= Problem to solve =
Please give every entry again, exactly as it reads.

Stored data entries
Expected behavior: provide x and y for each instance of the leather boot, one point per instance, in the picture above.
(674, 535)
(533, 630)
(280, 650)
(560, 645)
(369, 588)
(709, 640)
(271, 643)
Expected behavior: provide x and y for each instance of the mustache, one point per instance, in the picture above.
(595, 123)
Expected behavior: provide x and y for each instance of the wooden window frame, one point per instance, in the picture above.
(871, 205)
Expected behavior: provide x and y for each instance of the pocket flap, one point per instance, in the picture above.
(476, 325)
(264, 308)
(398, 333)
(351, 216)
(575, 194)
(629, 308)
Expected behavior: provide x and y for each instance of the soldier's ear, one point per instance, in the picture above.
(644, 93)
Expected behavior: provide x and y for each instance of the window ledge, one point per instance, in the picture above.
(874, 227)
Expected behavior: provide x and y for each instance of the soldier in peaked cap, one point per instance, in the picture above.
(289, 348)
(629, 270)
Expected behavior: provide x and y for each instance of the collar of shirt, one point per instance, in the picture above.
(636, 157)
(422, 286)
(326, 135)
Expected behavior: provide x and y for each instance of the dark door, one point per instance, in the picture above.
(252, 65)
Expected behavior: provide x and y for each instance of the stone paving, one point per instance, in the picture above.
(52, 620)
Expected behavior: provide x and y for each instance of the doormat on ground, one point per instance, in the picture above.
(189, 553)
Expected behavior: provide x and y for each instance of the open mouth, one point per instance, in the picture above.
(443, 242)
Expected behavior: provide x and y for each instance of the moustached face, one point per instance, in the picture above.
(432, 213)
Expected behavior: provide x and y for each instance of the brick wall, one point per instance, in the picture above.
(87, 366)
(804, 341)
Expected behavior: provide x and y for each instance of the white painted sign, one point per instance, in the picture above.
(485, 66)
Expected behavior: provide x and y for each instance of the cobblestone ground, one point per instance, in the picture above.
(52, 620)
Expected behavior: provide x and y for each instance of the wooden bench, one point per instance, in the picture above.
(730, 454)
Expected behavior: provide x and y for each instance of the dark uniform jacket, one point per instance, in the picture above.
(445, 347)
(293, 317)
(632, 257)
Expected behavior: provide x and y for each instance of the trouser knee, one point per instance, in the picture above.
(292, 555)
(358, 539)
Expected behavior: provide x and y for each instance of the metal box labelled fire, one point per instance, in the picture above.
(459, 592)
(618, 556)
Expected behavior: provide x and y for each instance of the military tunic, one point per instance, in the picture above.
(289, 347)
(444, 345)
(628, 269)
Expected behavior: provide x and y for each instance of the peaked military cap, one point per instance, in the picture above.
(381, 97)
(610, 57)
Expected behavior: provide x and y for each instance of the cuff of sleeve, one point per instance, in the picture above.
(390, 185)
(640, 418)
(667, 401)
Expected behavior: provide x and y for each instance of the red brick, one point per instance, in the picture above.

= Result below =
Expected behavior: provide x and y for each instance of the leather boot, one point per instance, in the picture above.
(674, 535)
(533, 630)
(280, 650)
(560, 645)
(369, 588)
(709, 640)
(271, 643)
Expected behavior: provide x and y for each instance of the mustache, one point per instance, in the picture above.
(595, 123)
Expected behavior: provide x and y for each instance of the wooden window frame, one point per instance, in the picture above.
(871, 205)
Expected behavior: provide x and y for each instance of the pocket flap, one point per instance, in the picture above.
(476, 325)
(264, 308)
(398, 333)
(351, 216)
(575, 194)
(629, 308)
Expected behavior: provide x and y for each instance of the soldier's ear, one point per instance, in the picture above.
(644, 93)
Expected behavior: provide x and y for each instance of the window ledge, one point per instance, in the picture above.
(874, 227)
Expected behavior: provide x and y for each instance of the soldier in peaked cap, one point per instance, in the picture above.
(289, 348)
(629, 270)
Expected behavior: provide x and y for each instance of the collar of shirt, one point per instance, in the picture above.
(636, 157)
(422, 286)
(326, 135)
Expected behavior: provide x and y for each instance of the dark door, one point per instance, in the picture above.
(252, 65)
Expected behavior: provide x and y for each instance of the stone paving, one point per instance, in the picture above.
(52, 620)
Expected behavior: provide x and y for each instance of the doormat on ground, one point per instance, in the picture above.
(189, 553)
Expected behavior: provide x and y for each instance of the open mouth, one point per instance, in the picture above.
(443, 242)
Expected behavior: provide x and y for each instance of the moustached face, one point per instance, in the picture above.
(432, 213)
Expected behavior: provide x and y for each instance of the brick wall, one point per instance, in the picture above.
(87, 366)
(804, 341)
Expected behavior: provide x and y for each instance of the white painted sign, one point per instance, in the picture above.
(485, 66)
Expected behavior: provide x and y for each instance of the cobblestone ground, one point per instance, in the picture above.
(52, 620)
Expected behavior: provide x and y for each instance of the wooden bench, one point per instance, in the picture above.
(730, 454)
Expected behavior: provide x and y for each instance of the dark uniform jacket, one point per instance, in the picture above.
(445, 347)
(293, 317)
(632, 257)
Expected behavior: provide x and y for each instance of the trouser knee, one point per instance, in the picture above.
(292, 555)
(358, 539)
Expected behavior: provide x and y for each instance of the metal box labelled fire, one point per instance, in the picture above.
(459, 592)
(618, 556)
Expected behavior: provide x and y for each instance of the military tunic, one point per instance, in the picture above.
(289, 347)
(444, 345)
(628, 269)
Expected behavior: provide x and y for each instance of the peaked military cap, one point per instance, in the picture above.
(381, 97)
(610, 57)
Expected behavior: provide x and y for each instance of the cuff of sleeve, one point per instance, in the picture above.
(390, 185)
(640, 418)
(667, 401)
Expected behavior: provide x and y for each instance of the red brick, one point per instance, in the picture above.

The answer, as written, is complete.